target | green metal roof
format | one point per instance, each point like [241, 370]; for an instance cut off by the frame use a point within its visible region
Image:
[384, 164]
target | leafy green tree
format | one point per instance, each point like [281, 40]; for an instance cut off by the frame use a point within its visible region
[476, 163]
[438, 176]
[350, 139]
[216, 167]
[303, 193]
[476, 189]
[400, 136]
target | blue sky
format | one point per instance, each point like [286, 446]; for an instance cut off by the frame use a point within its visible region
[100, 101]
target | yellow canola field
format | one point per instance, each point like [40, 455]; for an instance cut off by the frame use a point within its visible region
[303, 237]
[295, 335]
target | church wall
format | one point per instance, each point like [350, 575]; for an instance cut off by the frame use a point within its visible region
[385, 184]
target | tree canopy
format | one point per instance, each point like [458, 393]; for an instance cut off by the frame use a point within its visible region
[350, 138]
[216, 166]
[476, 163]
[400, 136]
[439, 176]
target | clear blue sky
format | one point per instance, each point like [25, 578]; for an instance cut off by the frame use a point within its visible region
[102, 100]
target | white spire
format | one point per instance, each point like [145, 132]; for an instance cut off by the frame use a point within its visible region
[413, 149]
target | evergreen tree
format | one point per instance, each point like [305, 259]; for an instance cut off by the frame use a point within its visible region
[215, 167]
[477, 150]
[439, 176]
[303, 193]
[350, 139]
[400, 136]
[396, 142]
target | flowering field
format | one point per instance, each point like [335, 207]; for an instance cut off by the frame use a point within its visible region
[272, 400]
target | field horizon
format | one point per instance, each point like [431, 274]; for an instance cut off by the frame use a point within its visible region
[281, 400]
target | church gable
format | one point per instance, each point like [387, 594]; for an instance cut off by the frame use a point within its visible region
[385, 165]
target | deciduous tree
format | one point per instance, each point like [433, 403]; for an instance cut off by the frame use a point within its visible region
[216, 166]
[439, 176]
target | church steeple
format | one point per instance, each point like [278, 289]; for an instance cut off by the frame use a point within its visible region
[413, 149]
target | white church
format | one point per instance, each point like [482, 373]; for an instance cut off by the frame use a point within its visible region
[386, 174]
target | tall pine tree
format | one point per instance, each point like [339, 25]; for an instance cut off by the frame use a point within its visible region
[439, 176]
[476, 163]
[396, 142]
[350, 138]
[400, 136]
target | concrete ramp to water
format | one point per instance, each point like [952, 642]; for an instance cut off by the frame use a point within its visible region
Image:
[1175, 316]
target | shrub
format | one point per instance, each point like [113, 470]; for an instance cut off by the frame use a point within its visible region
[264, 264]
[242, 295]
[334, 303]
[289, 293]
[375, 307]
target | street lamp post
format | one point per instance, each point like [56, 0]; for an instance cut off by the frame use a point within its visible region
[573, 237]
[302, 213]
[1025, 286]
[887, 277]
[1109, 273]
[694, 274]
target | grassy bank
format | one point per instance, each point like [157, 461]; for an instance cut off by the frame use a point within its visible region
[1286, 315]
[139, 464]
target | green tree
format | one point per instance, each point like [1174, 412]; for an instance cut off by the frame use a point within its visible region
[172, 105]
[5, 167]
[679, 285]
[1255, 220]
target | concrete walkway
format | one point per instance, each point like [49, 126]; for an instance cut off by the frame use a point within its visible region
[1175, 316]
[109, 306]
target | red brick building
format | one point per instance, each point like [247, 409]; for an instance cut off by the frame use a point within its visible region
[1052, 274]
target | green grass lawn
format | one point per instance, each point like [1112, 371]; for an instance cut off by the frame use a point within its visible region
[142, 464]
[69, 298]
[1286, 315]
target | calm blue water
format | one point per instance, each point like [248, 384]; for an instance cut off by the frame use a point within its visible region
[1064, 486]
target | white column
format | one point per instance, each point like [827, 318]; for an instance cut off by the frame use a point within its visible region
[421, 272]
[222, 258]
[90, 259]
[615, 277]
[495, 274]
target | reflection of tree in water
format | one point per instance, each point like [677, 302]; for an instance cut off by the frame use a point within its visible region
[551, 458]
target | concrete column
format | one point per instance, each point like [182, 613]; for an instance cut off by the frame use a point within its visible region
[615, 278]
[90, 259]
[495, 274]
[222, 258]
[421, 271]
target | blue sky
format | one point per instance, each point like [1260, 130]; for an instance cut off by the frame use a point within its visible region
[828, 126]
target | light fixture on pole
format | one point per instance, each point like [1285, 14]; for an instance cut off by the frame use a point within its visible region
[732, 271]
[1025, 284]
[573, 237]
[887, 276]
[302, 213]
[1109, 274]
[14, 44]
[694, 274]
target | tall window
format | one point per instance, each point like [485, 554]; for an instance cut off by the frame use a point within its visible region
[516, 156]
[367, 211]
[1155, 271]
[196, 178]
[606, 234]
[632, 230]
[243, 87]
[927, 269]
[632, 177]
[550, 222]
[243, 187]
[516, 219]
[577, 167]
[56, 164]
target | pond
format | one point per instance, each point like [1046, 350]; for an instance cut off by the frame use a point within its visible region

**SET PROBLEM**:
Please quote every record above exactly as it appears.

**SOLUTION FOR THIS TASK**:
target | green metal roof
format | one point per instance, each point like [241, 370]; for an instance cut off by the frame use a point within its visible region
Image:
[384, 164]
target | leafy green tree
format | one point per instance, each point like [281, 40]; for an instance cut off by the frame use a point within its visible region
[476, 163]
[438, 176]
[350, 139]
[216, 167]
[303, 193]
[476, 189]
[400, 136]
target | blue sky
format | one point per instance, each point like [286, 446]; for an instance cut off by the frame use a point within its visible region
[100, 101]
target | yellow canola field
format | one point per instance, each point like [40, 455]; for an instance cut off by the frame use a point within its visible region
[303, 237]
[295, 335]
target | church wall
format | one point per instance, each point like [350, 575]; for an instance cut off by the frame use a point within its visible region
[385, 184]
target | tree canopy
format | one point per instance, each point like [458, 393]; for an instance cut off by the frame use a point within its visible region
[350, 138]
[216, 166]
[476, 163]
[400, 136]
[439, 176]
target | clear blue sky
format | one point per instance, each point like [25, 578]; for an instance cut off by the frame use a point within its visible region
[102, 100]
target | white spire
format | one point per instance, each point like [145, 132]; for an instance cut off by the frame use a point within its visible region
[413, 149]
target | evergreen tree
format | one point per instance, each point like [305, 259]; for an instance cut off by the frame use a point within its visible region
[215, 167]
[477, 150]
[439, 176]
[303, 193]
[350, 139]
[400, 136]
[396, 142]
target | flowering field
format | one point per instance, each point like [335, 207]; for an instance cut off by the frame use a point within its visible region
[272, 400]
target | field horizon
format | one point per instance, each point like [431, 274]; for an instance cut off by the frame use a point within its visible region
[281, 400]
target | church gable
format | one point per instance, each point like [387, 594]; for an instance cut off by the frame use a point within its visible region
[385, 165]
target | deciduous tree
format | one point per instance, each point like [433, 403]; for an instance cut off by the frame use a point within its visible region
[216, 166]
[439, 176]
target | church steeple
format | one point per instance, each point like [278, 289]; for an instance cut off by the frame use a point within its visible region
[413, 149]
target | white church
format | one point per instance, each point like [482, 373]; for an instance cut off by the frame use a point within its visible region
[386, 174]
target | tall pine tree
format | one point per instance, each point like [339, 25]; for an instance cut off by the frame use a point within its visible region
[439, 176]
[476, 163]
[396, 142]
[350, 138]
[400, 136]
target | concrete ramp to water
format | one point per instance, each point like [952, 642]; for an instance cut off by the frame use a point within its visible region
Image:
[1175, 316]
target | shrub
format | one point per instance, each point like [113, 470]; for an instance cut off by the frame use a point within its visible region
[264, 264]
[242, 295]
[334, 303]
[289, 293]
[375, 307]
target | street lamp post
format | one point per instance, each point like [56, 0]; for an instance cut off by the frame use a point within its visible region
[573, 237]
[302, 213]
[1025, 286]
[887, 277]
[1109, 273]
[694, 274]
target | grassy bank
format | one point per instance, each point like [157, 461]; for an instance cut off by the frame use a point within its visible region
[1286, 315]
[139, 464]
target | green tree
format | one point per instance, each point like [1174, 412]; for an instance cut off by the frame use a point within its visible region
[172, 105]
[5, 167]
[679, 285]
[1255, 220]
target | concrete walkway
format | one point per instance, each point like [49, 126]; for an instance cut off by the frame use a point within its visible region
[1175, 316]
[109, 306]
target | red brick building
format | one point per instance, each point like [247, 409]; for an instance cut off by the frame use a point within its visible region
[1052, 274]
target | green grass lawn
format | one point per instance, each point like [1112, 371]; for an instance cut off by the frame use a point within its visible region
[142, 464]
[69, 298]
[1286, 315]
target | calm blue water
format | one point per instance, each point like [248, 384]; for an instance cut off by the frame use a point within its visible region
[1064, 486]
target | white column
format | one point per instance, each point like [827, 318]; for an instance cut off by the frame use a point within its visible region
[421, 272]
[222, 258]
[90, 259]
[615, 277]
[495, 274]
target | reflection of tree in water
format | one point per instance, each point like [677, 302]; for an instance cut off by the frame use a point within its visible region
[551, 458]
target | concrete column
format | one point per instance, each point like [182, 613]; for an instance cut off by the frame use a point within its visible region
[615, 278]
[90, 259]
[495, 274]
[222, 258]
[421, 271]
target | blue sky
format | one point per instance, each point like [1260, 130]; for an instance cut off by the frame use a point within its visible region
[828, 126]
target | light fixture on pole
format | one point per instance, each point like [1285, 14]; for an instance cut off by the frame use a point within its visible region
[732, 271]
[1025, 284]
[573, 237]
[887, 276]
[302, 213]
[1109, 274]
[14, 44]
[694, 274]
target | tall window
format | one point per instance, each point like [485, 554]; for an instance cut off by the frame use a point within its visible region
[516, 156]
[367, 211]
[1155, 271]
[196, 178]
[606, 234]
[632, 230]
[243, 87]
[927, 269]
[632, 177]
[550, 222]
[243, 187]
[516, 219]
[577, 167]
[56, 164]
target | pond
format | one point per instance, each point like [1046, 350]; for an instance cut off by the frame use a point within its visible region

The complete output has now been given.